begin
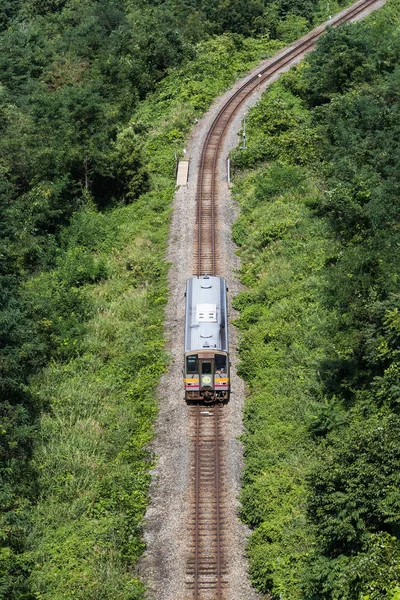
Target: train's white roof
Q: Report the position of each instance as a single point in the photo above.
(206, 324)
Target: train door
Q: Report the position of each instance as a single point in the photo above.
(206, 371)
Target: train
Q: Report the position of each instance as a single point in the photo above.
(206, 353)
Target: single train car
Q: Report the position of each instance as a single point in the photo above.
(206, 370)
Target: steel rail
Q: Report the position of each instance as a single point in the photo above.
(304, 44)
(211, 155)
(217, 506)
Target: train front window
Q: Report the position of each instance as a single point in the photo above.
(220, 365)
(192, 364)
(206, 368)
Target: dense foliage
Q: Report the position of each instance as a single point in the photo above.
(85, 194)
(321, 320)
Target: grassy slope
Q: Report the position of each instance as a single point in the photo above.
(99, 407)
(283, 249)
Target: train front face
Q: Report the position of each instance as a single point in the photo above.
(206, 368)
(206, 377)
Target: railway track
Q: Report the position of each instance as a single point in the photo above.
(206, 248)
(206, 567)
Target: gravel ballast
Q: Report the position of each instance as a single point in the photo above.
(163, 565)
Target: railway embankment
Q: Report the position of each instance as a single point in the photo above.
(317, 187)
(166, 561)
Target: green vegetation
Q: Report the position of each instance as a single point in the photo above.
(319, 239)
(87, 159)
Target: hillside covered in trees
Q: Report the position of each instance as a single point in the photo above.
(319, 236)
(96, 96)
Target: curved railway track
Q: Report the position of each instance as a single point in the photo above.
(206, 567)
(207, 188)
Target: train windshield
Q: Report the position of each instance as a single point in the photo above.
(206, 368)
(220, 364)
(192, 364)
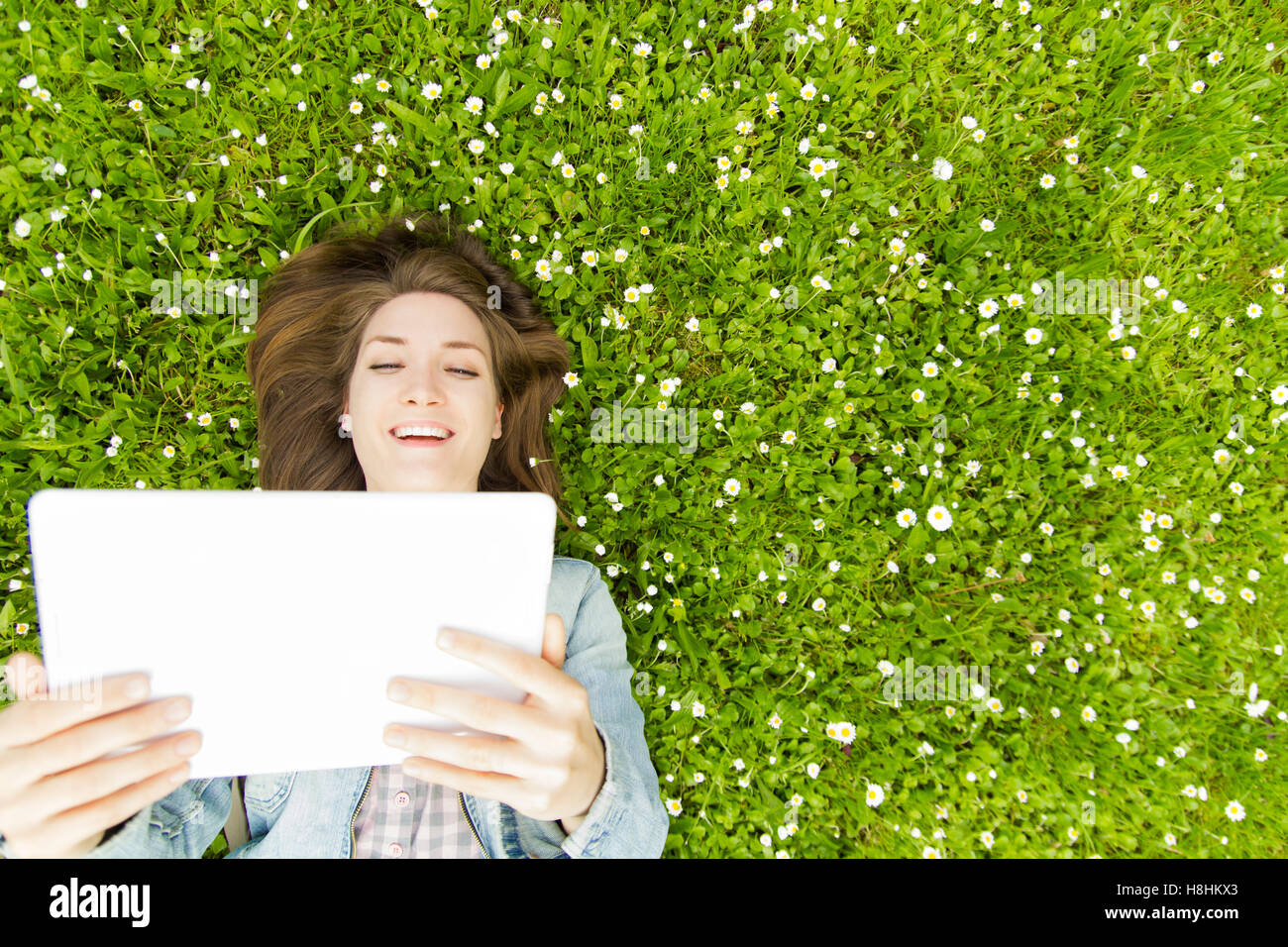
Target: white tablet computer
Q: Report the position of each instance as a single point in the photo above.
(283, 613)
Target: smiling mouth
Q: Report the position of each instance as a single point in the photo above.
(421, 441)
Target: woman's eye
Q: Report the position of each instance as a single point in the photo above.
end
Repeat all the rows above word for word, leaving out the pictures.

» **Solution below**
Target: train's white roof
Q: Report the position of each instance as a single point in the photo above.
(206, 324)
Target: train door
Q: Report the position of each instance as a single point in the photo above.
(206, 371)
Target: train
Q: Report the position of each instance as a single point in the photo above.
(206, 353)
Target: single train car
Q: Report the position of each instance as a single point in the photo above.
(206, 370)
Target: steel rail
Q: Report the position of each instance as a single point in the photo above.
(304, 44)
(211, 155)
(217, 506)
Target: train front window
Q: Report the position of each instance as a single point in the photo above.
(220, 365)
(192, 364)
(206, 368)
Target: dense foliage
Q: Report the position of each instance as a single point in the photo above.
(85, 194)
(321, 320)
Target: grassy slope
Q: Report the position of each instance as a single point in the photo above.
(99, 407)
(283, 249)
Target: train front face
Q: Report the position of each instance as a single point in the photo above.
(206, 368)
(206, 377)
Target: railway track
Q: Report the position of each instance as a single point in the photo above.
(206, 248)
(206, 567)
Target: gravel ballast
Q: Report the position of each instance as a single point in the photo above.
(163, 565)
Target: railway embankment
Q: Report the position of each instance as a single point in the photo above.
(317, 187)
(166, 561)
Target: green vegetation
Q: Report the position of each instance as a single point in the photo above.
(319, 239)
(87, 159)
Target: hillside covered in trees
Q: Report the position of each instance as a single point in the photo above.
(319, 236)
(96, 96)
Target: curved railway track
Q: Report the position of each instance as a single point in the photo above.
(206, 567)
(207, 188)
Target: train windshield
Q: Report the position of each instance as a single point in the photo above.
(206, 368)
(220, 364)
(192, 364)
Target: white tablet computer
Q: Report the position of each instance as a single point in the photo above.
(283, 613)
Target: smiling mouth
Q: Report the position of each instance as a single point in the photo above.
(421, 441)
Target: woman's eye
Q: Report the position of each instance as a single point in the photo above.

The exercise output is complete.